[EXTRACTED ENTRIES]
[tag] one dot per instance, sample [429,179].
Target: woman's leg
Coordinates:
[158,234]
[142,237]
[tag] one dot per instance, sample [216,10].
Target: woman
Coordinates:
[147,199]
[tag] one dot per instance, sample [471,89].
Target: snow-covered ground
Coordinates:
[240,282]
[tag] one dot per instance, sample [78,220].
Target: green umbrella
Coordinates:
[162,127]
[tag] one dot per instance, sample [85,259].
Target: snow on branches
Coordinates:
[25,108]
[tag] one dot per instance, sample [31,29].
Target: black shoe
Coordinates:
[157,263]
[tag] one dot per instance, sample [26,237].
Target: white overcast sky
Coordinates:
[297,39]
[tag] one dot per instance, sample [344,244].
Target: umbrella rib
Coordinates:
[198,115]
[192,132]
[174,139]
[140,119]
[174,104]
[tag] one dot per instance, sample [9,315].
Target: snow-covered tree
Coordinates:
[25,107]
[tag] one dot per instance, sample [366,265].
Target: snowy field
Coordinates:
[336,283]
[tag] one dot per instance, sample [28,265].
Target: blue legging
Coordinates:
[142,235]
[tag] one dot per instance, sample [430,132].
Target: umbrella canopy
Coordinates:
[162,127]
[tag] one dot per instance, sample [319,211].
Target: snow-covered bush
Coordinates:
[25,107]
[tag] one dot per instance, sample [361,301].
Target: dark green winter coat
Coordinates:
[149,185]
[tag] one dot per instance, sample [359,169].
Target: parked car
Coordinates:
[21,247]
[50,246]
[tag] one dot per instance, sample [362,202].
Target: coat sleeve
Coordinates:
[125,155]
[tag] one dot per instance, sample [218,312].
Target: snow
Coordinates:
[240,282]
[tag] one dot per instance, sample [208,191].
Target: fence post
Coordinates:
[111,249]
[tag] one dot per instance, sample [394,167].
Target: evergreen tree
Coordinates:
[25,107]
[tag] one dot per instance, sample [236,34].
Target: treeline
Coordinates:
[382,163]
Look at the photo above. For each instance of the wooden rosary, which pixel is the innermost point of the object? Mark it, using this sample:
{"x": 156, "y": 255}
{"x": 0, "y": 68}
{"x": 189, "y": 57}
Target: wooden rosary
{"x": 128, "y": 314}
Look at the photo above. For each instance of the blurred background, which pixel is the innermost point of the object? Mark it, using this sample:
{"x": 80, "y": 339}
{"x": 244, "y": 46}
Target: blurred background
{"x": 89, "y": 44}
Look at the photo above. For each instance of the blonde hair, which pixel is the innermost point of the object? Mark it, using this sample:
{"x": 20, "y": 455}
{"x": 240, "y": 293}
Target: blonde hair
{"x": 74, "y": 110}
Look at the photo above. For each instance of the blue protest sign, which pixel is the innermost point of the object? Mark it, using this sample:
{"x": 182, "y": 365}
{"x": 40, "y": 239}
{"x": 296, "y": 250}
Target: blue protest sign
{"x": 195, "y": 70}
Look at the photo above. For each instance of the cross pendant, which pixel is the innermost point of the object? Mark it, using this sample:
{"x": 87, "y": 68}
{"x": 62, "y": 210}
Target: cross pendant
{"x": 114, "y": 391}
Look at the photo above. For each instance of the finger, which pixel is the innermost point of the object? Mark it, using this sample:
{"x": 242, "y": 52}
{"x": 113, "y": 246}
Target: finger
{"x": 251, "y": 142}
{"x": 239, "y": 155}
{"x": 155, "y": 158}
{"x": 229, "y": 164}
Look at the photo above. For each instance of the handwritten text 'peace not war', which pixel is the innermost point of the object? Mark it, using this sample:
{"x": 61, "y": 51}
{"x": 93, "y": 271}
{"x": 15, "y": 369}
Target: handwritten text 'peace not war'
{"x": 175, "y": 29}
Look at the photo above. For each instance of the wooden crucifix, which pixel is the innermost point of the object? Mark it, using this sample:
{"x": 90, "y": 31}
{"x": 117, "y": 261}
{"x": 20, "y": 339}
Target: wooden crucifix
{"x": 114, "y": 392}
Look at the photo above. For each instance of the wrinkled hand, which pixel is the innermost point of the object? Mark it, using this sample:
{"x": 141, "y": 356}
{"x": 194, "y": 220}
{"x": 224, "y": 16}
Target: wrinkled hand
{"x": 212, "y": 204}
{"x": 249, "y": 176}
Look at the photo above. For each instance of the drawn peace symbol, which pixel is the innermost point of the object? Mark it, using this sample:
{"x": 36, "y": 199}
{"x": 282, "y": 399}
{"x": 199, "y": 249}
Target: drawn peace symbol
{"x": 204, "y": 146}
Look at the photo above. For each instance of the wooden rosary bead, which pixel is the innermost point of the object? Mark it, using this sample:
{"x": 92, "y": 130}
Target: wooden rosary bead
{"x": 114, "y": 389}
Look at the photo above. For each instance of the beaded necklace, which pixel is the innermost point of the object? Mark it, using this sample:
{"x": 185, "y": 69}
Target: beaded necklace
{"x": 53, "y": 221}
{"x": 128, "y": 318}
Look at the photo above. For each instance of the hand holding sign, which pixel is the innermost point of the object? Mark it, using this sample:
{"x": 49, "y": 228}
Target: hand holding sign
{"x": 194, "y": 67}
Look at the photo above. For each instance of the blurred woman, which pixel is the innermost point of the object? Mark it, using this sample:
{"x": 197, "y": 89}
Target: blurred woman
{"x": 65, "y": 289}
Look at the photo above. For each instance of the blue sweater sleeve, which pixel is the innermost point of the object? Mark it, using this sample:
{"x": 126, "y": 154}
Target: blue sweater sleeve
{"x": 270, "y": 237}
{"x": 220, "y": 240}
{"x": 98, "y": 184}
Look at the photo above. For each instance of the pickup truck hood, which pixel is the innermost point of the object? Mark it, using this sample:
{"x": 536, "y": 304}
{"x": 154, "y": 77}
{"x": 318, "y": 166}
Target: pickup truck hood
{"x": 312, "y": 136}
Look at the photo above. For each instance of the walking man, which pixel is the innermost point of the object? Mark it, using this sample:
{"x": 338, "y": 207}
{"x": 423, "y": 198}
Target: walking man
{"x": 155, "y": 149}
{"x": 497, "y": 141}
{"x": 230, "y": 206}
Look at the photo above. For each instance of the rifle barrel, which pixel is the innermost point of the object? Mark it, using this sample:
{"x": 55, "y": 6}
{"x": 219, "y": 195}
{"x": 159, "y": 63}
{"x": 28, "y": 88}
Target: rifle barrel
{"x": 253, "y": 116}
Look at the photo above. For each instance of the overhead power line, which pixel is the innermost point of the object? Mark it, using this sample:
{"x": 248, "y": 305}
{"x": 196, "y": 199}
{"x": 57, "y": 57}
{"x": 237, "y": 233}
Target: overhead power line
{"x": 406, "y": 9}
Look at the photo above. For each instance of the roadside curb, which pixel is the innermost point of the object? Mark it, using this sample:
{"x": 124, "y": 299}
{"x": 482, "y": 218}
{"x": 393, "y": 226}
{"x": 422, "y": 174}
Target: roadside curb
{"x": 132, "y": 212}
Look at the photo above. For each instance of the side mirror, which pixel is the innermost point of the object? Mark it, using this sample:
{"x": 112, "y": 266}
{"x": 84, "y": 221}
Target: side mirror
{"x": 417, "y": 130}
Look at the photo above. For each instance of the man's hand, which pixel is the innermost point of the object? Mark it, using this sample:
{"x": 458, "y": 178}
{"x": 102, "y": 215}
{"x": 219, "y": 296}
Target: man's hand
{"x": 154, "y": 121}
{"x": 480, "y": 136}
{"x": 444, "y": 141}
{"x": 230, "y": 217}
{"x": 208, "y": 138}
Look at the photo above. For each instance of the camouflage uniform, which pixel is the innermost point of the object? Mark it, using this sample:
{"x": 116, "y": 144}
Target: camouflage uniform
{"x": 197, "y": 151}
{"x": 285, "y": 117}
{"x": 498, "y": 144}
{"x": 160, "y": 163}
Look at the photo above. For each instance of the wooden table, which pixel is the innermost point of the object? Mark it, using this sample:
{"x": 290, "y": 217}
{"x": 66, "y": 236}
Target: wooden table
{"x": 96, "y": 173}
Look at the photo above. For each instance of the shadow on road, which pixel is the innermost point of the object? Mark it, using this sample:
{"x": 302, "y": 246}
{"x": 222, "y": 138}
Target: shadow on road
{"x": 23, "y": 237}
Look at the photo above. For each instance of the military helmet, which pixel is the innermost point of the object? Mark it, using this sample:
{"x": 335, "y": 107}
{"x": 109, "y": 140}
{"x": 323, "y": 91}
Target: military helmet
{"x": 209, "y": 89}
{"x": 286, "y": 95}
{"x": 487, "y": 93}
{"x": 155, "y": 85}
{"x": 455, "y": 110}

[EXERCISE BRIEF] Those lines above that contain the string "coat" should be returned.

[ANSWER SPACE]
Target: dark green winter coat
Target: coat sleeve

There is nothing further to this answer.